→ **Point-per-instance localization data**
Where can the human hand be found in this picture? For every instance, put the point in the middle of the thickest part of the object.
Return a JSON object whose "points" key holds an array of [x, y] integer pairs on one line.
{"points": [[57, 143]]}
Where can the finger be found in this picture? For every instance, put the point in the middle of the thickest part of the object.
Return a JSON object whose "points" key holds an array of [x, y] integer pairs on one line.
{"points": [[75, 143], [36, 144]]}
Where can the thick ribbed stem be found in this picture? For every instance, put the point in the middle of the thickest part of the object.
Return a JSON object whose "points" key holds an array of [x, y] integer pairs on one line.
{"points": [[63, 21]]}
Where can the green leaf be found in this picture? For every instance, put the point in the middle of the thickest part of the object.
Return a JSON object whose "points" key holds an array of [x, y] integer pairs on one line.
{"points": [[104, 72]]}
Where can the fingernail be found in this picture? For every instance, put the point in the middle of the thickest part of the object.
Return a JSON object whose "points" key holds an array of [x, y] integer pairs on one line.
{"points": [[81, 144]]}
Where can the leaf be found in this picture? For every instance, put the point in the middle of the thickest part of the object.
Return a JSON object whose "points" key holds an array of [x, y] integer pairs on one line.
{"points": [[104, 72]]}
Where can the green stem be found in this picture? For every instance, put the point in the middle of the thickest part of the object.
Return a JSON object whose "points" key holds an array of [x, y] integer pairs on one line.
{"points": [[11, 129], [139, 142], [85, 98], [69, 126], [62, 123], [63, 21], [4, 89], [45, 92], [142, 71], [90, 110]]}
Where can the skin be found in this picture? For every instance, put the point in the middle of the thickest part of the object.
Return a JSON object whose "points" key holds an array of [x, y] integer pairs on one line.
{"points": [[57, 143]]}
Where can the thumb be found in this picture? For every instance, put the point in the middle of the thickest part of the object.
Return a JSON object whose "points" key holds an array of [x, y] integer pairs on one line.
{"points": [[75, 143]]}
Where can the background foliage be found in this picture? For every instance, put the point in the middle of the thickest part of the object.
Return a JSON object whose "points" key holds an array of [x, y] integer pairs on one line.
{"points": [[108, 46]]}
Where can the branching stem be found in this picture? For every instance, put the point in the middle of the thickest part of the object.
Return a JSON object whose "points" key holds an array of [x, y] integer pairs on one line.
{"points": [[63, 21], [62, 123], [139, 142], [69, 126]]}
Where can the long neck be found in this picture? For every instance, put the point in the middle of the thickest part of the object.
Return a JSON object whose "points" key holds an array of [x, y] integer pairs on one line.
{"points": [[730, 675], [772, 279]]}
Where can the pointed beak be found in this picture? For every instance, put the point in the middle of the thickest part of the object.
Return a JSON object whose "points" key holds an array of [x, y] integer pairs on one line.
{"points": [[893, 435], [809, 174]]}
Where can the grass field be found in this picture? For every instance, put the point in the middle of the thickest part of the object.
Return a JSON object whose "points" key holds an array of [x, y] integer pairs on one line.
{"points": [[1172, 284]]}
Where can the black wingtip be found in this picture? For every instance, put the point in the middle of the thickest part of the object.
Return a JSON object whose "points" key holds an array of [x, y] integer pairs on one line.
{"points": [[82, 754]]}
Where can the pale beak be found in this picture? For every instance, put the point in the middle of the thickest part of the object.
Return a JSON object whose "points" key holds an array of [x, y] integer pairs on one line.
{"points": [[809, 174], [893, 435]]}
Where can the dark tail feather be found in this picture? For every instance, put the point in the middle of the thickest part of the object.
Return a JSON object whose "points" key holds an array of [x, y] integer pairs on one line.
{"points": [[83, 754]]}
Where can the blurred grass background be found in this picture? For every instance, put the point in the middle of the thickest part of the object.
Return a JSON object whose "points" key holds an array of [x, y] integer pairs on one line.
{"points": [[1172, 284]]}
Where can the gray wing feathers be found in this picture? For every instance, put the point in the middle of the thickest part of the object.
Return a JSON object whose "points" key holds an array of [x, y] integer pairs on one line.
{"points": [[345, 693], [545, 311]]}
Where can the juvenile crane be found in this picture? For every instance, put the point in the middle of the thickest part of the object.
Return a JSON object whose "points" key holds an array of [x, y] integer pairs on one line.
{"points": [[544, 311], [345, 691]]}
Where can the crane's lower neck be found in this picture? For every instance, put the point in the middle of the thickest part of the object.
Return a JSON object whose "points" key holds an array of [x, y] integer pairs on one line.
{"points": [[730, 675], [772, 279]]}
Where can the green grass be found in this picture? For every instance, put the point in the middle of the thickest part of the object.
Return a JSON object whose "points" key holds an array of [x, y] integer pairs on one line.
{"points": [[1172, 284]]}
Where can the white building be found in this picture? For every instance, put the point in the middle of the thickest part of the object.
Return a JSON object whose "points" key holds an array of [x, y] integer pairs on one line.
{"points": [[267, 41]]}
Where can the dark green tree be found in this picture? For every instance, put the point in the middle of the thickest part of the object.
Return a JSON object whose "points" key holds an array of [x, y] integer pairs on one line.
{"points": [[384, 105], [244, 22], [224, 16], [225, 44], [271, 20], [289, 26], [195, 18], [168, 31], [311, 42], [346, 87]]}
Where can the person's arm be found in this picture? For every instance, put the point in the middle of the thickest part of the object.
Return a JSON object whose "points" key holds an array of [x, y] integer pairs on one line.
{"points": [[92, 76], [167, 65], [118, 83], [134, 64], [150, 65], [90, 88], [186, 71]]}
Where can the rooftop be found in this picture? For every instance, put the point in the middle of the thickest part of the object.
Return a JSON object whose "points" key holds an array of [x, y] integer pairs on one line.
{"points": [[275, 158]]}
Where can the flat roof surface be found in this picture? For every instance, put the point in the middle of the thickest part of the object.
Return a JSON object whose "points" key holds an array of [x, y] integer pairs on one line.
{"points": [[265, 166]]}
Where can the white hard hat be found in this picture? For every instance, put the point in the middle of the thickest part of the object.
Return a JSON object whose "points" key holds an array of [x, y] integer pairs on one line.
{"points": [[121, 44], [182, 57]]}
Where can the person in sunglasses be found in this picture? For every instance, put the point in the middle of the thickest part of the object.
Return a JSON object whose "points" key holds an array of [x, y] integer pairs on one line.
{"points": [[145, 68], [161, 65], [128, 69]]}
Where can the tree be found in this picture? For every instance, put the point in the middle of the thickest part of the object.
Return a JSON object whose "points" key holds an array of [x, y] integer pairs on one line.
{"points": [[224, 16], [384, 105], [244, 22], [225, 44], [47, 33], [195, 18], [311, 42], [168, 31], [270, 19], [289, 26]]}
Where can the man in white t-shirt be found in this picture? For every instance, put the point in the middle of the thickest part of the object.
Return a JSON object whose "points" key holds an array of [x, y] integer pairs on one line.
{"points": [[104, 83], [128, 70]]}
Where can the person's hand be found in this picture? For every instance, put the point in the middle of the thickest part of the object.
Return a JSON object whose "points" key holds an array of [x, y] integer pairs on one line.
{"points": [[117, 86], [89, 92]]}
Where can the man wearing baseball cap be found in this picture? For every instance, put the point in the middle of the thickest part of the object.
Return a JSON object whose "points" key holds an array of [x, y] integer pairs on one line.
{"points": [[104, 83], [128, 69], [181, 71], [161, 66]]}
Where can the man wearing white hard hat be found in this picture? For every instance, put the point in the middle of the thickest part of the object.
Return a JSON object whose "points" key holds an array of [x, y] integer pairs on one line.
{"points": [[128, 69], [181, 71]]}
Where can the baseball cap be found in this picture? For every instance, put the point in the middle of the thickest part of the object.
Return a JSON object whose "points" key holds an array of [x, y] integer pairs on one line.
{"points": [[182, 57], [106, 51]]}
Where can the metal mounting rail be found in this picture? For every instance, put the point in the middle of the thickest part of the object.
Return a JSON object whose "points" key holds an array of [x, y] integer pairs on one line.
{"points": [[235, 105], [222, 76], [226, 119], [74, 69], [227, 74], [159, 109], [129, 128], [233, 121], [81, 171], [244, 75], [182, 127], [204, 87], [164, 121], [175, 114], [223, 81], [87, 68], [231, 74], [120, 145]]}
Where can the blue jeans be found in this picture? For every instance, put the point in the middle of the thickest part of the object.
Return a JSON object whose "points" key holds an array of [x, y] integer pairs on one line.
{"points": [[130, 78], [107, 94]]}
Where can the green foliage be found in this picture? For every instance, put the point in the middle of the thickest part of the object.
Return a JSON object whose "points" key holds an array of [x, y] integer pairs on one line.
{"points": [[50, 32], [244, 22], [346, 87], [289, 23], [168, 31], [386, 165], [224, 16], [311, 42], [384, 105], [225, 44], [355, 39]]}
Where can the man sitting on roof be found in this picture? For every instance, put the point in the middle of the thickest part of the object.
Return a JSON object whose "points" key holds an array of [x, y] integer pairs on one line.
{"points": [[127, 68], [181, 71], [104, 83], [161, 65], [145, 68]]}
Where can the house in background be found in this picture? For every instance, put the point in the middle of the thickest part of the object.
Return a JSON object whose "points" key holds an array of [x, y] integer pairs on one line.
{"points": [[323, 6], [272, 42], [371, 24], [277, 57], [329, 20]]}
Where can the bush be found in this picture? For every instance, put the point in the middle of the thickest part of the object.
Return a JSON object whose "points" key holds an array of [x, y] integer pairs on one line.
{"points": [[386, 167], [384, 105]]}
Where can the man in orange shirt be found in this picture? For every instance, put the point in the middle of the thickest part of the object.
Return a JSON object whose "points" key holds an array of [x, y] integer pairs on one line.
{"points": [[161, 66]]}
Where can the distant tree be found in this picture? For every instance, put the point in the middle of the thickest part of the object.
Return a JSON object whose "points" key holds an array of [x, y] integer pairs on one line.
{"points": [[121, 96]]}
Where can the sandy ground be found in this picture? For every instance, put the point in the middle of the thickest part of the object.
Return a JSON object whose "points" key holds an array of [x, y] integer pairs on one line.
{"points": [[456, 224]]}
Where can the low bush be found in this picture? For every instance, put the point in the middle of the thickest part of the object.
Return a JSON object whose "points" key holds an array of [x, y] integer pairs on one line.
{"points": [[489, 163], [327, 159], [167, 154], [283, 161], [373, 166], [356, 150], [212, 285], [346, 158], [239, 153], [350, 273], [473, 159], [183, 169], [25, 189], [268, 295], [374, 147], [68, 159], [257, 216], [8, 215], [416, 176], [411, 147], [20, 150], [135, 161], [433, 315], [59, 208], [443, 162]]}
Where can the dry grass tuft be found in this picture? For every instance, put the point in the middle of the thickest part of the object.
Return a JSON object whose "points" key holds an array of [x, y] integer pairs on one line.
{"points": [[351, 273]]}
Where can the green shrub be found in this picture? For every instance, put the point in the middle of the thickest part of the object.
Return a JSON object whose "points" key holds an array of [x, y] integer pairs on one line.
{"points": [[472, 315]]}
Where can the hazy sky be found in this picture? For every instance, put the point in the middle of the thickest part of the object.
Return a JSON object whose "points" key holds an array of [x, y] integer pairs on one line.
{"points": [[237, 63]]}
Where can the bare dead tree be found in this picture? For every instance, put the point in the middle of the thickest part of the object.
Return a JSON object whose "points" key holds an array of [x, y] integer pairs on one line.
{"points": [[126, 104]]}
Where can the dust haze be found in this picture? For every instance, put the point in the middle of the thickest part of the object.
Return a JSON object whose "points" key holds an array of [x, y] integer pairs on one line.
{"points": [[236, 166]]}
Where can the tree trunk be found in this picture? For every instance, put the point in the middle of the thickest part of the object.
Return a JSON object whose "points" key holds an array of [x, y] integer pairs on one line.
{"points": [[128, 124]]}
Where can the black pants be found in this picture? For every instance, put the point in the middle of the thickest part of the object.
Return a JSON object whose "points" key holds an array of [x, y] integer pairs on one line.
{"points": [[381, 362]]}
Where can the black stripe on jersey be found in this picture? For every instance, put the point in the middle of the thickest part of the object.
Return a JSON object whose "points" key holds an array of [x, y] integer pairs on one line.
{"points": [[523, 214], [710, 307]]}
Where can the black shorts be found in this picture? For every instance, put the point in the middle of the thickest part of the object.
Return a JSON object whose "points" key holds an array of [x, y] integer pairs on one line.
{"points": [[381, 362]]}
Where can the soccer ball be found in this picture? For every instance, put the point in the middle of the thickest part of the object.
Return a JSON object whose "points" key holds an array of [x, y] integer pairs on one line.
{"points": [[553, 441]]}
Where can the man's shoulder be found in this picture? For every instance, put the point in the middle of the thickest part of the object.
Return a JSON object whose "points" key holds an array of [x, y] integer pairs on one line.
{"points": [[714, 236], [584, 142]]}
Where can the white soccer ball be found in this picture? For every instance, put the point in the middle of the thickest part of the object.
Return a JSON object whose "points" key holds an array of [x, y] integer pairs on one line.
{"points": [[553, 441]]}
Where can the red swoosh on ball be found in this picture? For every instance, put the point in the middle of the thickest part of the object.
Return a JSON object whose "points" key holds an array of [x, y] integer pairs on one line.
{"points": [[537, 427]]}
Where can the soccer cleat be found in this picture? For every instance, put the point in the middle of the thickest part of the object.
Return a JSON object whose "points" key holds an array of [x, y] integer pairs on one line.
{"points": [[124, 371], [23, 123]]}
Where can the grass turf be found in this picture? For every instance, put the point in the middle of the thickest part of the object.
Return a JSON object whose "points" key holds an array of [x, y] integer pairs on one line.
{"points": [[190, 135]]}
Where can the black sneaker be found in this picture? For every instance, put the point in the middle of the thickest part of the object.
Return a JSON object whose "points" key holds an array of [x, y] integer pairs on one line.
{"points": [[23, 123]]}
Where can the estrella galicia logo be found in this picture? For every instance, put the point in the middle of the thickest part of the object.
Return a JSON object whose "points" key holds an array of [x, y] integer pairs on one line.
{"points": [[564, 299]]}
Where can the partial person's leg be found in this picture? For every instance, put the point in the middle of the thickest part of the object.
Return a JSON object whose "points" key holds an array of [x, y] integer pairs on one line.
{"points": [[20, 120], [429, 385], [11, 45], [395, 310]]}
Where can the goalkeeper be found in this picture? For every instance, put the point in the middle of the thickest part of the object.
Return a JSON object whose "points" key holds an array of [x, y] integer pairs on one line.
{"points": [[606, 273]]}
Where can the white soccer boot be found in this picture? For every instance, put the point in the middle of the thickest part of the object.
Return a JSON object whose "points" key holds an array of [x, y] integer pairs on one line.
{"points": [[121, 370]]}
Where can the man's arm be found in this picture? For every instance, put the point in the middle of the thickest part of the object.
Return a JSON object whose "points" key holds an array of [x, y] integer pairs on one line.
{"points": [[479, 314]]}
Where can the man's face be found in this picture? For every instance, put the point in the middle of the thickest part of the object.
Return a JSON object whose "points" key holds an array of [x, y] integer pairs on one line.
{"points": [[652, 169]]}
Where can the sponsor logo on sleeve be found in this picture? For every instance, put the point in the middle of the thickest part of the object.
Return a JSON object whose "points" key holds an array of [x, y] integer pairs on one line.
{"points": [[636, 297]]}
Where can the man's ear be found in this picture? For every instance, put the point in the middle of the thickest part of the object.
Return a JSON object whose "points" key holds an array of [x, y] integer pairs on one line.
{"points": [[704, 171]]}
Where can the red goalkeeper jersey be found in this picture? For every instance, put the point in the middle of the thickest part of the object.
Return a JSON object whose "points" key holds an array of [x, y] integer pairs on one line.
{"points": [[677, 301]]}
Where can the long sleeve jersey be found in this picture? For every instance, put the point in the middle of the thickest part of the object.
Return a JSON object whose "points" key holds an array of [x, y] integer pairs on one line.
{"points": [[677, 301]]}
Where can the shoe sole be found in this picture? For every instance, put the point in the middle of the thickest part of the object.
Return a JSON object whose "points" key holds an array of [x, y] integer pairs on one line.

→ **PROBLEM DETAILS**
Report all lines of the data that include the word "crane".

→ **SOLUTION TO THE EXERCISE**
Where can the juvenile crane be found in this picture? For every instance, put the point in the middle of the thickest part of the object.
Where can the crane's lower neck be found in this picture? For every instance, put the point in the middle of the thickest part of the object.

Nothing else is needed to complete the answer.